Records from a dataset

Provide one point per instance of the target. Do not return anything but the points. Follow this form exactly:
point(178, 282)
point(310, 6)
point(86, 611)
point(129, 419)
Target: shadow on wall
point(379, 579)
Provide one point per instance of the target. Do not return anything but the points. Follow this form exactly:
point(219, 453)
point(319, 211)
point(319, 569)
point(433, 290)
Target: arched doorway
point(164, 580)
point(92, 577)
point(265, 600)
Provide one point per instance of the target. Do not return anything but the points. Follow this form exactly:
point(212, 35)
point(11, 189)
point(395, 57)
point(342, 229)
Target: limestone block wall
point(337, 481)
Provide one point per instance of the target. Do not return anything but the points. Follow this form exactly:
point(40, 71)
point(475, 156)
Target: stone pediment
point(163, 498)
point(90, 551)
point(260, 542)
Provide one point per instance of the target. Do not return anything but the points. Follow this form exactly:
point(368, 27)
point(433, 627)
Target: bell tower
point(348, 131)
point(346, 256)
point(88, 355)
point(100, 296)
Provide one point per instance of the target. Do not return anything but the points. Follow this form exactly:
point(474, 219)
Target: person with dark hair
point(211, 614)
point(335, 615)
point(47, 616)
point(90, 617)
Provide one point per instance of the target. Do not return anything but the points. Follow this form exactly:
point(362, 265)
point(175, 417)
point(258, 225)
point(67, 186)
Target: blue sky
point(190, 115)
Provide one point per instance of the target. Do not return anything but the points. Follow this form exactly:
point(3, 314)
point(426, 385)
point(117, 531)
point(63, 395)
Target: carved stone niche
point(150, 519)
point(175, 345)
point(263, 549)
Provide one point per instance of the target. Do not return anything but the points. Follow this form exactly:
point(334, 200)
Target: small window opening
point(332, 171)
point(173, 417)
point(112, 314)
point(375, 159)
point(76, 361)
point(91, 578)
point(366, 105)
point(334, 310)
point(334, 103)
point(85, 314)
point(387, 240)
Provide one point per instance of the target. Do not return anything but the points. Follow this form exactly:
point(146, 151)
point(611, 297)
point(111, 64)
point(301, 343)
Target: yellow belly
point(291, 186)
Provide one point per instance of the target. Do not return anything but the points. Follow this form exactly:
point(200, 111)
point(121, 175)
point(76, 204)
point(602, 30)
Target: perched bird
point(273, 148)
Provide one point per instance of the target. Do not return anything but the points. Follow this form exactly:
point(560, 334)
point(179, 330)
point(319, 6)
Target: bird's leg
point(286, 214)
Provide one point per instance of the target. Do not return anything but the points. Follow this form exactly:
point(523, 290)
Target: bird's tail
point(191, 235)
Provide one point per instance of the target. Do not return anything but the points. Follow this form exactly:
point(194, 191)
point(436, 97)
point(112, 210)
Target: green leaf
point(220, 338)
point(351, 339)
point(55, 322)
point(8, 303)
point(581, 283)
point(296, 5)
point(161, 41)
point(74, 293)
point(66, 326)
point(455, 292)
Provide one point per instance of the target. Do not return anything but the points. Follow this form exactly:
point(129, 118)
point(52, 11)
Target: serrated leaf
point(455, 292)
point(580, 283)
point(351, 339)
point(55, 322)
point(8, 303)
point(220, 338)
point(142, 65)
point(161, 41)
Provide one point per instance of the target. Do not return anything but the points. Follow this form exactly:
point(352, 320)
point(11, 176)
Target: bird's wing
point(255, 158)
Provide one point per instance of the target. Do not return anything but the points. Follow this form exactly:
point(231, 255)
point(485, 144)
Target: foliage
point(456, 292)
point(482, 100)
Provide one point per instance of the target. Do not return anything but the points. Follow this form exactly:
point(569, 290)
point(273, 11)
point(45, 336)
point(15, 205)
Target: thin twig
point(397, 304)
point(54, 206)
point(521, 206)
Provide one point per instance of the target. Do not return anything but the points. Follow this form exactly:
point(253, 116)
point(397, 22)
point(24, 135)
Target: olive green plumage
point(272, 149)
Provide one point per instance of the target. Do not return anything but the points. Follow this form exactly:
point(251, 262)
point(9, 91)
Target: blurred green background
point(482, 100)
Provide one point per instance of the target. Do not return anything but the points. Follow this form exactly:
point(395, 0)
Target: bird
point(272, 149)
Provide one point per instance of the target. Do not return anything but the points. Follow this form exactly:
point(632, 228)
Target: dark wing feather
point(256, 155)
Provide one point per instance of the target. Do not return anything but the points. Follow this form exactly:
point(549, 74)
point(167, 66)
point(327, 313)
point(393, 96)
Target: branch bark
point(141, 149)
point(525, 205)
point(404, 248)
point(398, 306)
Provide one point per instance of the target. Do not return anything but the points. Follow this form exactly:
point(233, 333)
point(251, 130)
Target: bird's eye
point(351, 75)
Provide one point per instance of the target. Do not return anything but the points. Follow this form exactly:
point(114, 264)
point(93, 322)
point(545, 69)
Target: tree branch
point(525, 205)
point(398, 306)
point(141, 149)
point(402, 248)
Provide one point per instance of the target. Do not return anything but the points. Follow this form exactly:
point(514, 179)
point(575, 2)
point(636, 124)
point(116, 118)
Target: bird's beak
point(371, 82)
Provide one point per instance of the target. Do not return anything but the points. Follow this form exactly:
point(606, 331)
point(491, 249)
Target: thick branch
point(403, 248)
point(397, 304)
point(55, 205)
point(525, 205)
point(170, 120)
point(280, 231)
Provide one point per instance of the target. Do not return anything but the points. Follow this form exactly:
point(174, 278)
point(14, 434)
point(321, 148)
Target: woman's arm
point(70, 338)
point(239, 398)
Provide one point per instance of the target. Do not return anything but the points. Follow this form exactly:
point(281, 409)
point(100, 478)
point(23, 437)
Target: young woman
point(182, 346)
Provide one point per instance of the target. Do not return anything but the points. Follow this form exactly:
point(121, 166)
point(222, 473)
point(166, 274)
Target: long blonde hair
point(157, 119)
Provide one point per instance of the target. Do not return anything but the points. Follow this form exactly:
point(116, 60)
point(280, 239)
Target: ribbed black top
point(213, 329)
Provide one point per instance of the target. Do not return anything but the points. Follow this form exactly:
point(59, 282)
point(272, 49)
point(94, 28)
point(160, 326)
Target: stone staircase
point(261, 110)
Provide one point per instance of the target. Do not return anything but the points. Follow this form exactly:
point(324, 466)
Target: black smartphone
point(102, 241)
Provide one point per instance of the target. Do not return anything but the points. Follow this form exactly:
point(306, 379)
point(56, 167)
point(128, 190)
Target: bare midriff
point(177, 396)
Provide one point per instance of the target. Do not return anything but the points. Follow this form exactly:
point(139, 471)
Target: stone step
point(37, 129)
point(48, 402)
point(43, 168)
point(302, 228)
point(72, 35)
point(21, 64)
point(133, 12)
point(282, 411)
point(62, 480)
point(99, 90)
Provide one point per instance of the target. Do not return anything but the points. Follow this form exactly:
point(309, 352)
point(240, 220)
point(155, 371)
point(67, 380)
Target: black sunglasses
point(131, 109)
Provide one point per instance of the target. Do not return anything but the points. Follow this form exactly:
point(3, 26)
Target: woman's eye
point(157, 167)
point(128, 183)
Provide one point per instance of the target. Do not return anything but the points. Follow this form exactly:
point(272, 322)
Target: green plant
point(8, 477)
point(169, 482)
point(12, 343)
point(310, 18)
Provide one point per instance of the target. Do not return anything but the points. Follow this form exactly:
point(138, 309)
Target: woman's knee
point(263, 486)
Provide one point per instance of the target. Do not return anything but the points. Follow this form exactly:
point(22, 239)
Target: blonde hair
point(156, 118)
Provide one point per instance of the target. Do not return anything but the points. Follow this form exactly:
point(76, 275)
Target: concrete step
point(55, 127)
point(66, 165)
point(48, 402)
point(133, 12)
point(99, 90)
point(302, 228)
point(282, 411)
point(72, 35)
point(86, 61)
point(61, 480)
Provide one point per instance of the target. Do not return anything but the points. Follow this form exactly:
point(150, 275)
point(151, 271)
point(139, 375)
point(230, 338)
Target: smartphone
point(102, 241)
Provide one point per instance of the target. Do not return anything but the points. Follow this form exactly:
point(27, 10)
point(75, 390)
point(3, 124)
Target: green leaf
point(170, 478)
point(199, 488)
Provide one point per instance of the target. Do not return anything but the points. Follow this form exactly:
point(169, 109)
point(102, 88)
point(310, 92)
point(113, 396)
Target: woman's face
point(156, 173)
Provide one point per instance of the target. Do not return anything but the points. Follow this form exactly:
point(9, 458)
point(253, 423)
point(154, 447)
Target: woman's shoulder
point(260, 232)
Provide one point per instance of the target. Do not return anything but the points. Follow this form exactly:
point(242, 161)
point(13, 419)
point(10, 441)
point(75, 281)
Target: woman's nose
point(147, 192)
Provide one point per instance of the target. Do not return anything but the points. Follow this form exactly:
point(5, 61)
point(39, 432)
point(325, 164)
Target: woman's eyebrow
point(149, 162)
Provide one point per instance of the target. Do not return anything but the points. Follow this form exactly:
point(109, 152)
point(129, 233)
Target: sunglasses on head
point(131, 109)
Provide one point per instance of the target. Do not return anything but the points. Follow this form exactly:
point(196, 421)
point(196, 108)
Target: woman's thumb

**SET TASK:** Reproduce the lines from the beginning of the records through the line containing "point(291, 186)", inclusive, with every line unchanged.

**SOLUTION FOR THIS TASK:**
Provide one point per instance of the target. Do not return anything but the points. Follow this form exactly:
point(178, 282)
point(310, 6)
point(86, 611)
point(129, 419)
Target: shadow on wall
point(379, 579)
Provide one point per instance of the target. Do not return anything but the points. Follow this form exactly:
point(219, 453)
point(319, 211)
point(319, 569)
point(433, 290)
Target: arched doorway
point(164, 580)
point(92, 577)
point(265, 600)
Provide one point per instance of the target. Do not return anything but the points. Follow this form exactly:
point(212, 35)
point(11, 189)
point(395, 57)
point(342, 229)
Target: limestone block wall
point(337, 481)
Provide one point per instance of the target. Do not return anything but the points. Follow this form exactly:
point(40, 71)
point(475, 156)
Target: stone pediment
point(163, 498)
point(90, 551)
point(260, 542)
Provide one point per instance of the target. Do not return anything but the points. Follow this form exactly:
point(368, 27)
point(433, 627)
Target: bell tower
point(348, 131)
point(346, 256)
point(88, 355)
point(100, 296)
Provide one point per instance of the target. Do not return anything but the points. Follow this form exactly:
point(474, 219)
Target: person with dark hair
point(211, 614)
point(335, 615)
point(47, 616)
point(90, 617)
Provide one point per instance of the target. Do not return anything but the points. Follow this form exactly:
point(362, 265)
point(175, 417)
point(258, 225)
point(67, 186)
Target: blue sky
point(190, 115)
Provide one point per instance of the target. Do not return anything but the points. Follow this form exactly:
point(3, 314)
point(426, 385)
point(117, 531)
point(63, 395)
Target: carved stone niche
point(150, 519)
point(175, 345)
point(263, 549)
Provide one point per instance of the target. Do not return anything but the points. Follow this form exactly:
point(334, 200)
Target: small window opening
point(332, 171)
point(173, 417)
point(112, 314)
point(375, 159)
point(76, 361)
point(91, 578)
point(366, 105)
point(334, 310)
point(334, 103)
point(85, 314)
point(387, 240)
Provide one point per instance of the target. Do not return anything but the points. Follow this form exactly:
point(146, 151)
point(611, 297)
point(111, 64)
point(301, 343)
Target: yellow belly
point(291, 186)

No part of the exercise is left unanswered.